[Begin Source extract]

The trip back included a 12 hour wait for the connecting flight in Bali, for which we initially intended leaving the airport and tootling around for a bit, but decided to spend in the transit area when we discovered that we would have to check our baggage out and back in again. I think we'll go for the check out and in option if the circumstance arises again - 12 hours is about 6 hours too much, we were completely knackered at the end of it, and still facing an 8 hour flight to Bangkok and a 13 hour flight to the UK.

What is the received wisdom? I think it is that travelling west is much easier jet-lag-wise than traveling east, but I've always found the opposite to be true. Maybe its because I always seems to travel west to start a holiday, and east means that I have to go back to work. I certainly took a week to get to the point where I could stay awake past 8 o'clock in the evening once we got home. Then again, maybe I've got the received wisdom arse-about.

Anyhow, that's it for that holiday, but I'm certainly not going to wait another 3 years for the next one. Apologies to everyone we didn't get to see. Come and visit us instead, huh?

12 December 2000

Five days to go 'till Jaynee & David will be on a plane winging our way to sunny Oz, where we confidently expect shedsful of tucker and drinkie-poos to be hanging around pathetically begging us to consume them. Its a tough life, but someone's gotta ... etc ... etc. We're probably not going to catch up with everyone whilst we're out there, 'cos I've been gagging for a holiday for yonks now, and I basically want to lie in the sun, reading books and giving in to the tucker/drinkie-poos requests, so apologies in advance if we don't see you. First holiday in three years. A tad overdue, some would say. I certainly would.

[End Source extract]
[Begin Given entries]

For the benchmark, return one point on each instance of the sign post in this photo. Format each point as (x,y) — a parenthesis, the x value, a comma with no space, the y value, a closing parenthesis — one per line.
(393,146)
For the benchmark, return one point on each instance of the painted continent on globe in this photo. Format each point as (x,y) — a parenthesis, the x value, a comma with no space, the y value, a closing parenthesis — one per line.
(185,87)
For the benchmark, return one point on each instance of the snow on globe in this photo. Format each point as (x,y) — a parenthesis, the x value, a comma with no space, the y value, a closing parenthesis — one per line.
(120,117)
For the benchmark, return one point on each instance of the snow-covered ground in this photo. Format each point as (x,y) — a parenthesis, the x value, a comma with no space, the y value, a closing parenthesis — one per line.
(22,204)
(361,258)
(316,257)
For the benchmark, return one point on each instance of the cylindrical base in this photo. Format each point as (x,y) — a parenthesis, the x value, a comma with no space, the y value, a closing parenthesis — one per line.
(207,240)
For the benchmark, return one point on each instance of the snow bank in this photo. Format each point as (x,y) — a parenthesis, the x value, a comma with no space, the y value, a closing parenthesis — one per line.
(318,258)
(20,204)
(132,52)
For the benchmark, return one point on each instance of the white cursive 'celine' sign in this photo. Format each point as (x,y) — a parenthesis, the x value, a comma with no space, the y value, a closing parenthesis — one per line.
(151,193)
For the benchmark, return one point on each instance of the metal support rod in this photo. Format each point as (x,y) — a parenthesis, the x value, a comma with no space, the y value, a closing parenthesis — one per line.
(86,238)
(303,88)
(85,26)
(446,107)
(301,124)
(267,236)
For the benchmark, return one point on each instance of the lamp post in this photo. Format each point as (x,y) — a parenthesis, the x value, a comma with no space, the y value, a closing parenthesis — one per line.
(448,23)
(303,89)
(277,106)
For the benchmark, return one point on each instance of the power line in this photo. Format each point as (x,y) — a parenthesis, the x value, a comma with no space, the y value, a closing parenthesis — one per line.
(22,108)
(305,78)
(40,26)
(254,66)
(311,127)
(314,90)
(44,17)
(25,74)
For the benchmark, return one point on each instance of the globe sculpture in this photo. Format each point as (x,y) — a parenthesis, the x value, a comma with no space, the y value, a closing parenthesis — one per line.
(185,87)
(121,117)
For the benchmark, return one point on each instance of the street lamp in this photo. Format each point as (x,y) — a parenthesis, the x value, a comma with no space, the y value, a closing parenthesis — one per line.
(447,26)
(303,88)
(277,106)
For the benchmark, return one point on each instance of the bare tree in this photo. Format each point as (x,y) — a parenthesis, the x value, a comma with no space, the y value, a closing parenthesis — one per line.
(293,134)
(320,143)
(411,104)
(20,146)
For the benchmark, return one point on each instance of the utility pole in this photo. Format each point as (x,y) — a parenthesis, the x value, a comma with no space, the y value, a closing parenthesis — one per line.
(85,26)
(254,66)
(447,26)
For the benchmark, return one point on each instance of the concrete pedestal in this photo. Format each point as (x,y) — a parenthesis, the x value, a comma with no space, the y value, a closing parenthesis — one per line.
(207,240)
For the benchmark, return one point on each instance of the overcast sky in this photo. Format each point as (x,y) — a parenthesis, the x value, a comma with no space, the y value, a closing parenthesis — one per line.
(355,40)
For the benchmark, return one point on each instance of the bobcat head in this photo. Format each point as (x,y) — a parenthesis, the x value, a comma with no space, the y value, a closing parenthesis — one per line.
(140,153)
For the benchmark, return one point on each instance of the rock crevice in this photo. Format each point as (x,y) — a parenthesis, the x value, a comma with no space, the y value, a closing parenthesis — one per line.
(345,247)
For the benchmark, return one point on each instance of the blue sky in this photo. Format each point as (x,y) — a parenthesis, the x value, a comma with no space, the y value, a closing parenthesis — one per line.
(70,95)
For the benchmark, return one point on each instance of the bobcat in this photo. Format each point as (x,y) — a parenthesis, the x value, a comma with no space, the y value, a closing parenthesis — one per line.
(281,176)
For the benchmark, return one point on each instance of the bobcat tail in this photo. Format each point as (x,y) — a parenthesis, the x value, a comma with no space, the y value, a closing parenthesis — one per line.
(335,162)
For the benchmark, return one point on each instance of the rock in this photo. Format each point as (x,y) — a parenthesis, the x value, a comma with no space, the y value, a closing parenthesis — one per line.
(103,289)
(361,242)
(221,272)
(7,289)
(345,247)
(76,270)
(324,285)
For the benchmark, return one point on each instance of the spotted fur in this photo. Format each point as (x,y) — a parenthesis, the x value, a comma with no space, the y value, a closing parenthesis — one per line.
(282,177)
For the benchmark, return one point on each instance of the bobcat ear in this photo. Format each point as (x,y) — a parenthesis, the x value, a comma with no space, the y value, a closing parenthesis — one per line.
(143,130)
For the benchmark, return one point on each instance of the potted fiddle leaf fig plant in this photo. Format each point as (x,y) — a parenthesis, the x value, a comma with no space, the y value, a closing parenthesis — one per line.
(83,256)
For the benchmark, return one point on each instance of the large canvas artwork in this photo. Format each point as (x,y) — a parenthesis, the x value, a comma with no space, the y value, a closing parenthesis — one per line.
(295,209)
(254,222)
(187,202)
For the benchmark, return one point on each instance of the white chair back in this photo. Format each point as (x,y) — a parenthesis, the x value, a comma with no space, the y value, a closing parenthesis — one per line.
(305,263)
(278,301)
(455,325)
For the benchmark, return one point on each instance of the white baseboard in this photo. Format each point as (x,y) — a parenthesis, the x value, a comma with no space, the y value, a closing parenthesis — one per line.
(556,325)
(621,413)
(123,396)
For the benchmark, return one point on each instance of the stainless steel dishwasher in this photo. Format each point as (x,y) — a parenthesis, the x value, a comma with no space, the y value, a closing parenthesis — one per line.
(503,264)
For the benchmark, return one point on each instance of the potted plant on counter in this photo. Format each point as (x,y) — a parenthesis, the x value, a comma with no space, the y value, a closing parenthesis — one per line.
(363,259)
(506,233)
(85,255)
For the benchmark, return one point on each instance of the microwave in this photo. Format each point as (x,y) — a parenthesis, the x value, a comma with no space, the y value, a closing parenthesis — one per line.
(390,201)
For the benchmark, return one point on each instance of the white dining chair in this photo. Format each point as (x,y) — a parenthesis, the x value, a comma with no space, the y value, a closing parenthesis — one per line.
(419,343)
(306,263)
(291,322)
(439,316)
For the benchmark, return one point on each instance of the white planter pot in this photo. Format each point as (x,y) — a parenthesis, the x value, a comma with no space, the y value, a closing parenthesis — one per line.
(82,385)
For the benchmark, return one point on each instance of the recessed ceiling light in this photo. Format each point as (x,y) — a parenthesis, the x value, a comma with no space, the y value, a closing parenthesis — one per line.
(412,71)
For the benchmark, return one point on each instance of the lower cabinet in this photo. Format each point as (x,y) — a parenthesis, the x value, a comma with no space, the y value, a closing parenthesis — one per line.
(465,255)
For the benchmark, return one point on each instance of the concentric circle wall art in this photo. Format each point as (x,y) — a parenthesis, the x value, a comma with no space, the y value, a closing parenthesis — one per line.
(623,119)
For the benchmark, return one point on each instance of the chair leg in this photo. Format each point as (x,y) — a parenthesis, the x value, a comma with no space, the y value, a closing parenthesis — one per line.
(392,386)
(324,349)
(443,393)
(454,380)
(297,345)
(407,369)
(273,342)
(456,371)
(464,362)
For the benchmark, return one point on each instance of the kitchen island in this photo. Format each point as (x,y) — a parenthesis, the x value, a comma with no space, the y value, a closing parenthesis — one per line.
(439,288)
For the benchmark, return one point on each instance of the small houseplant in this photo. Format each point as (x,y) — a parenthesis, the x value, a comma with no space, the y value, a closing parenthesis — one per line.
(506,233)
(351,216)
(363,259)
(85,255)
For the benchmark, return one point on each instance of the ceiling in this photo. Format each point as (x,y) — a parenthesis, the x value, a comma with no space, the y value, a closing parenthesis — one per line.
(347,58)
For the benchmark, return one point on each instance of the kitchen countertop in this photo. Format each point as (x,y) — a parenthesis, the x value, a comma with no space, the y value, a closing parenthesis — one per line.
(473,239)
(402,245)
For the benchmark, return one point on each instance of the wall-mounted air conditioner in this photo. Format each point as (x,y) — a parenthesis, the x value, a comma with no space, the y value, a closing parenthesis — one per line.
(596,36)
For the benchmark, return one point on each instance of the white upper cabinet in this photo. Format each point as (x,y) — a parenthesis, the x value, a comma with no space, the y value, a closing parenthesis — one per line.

[End Given entries]

What this exercise asks
[1] Translate the sentence "Apologies to everyone we didn't get to see." from the travel diary into French.
[2] Repeat the part of the travel diary that starts with "What is the" and goes on through "received wisdom arse-about.", word for word.

Exercise answers
[1] Toutes nos excuses à tous ceux que nous n'avons pas pu voir.

[2]
What is the received wisdom? I think it is that travelling west is much easier jet-lag-wise than traveling east, but I've always found the opposite to be true. Maybe its because I always seems to travel west to start a holiday, and east means that I have to go back to work. I certainly took a week to get to the point where I could stay awake past 8 o'clock in the evening once we got home. Then again, maybe I've got the received wisdom arse-about.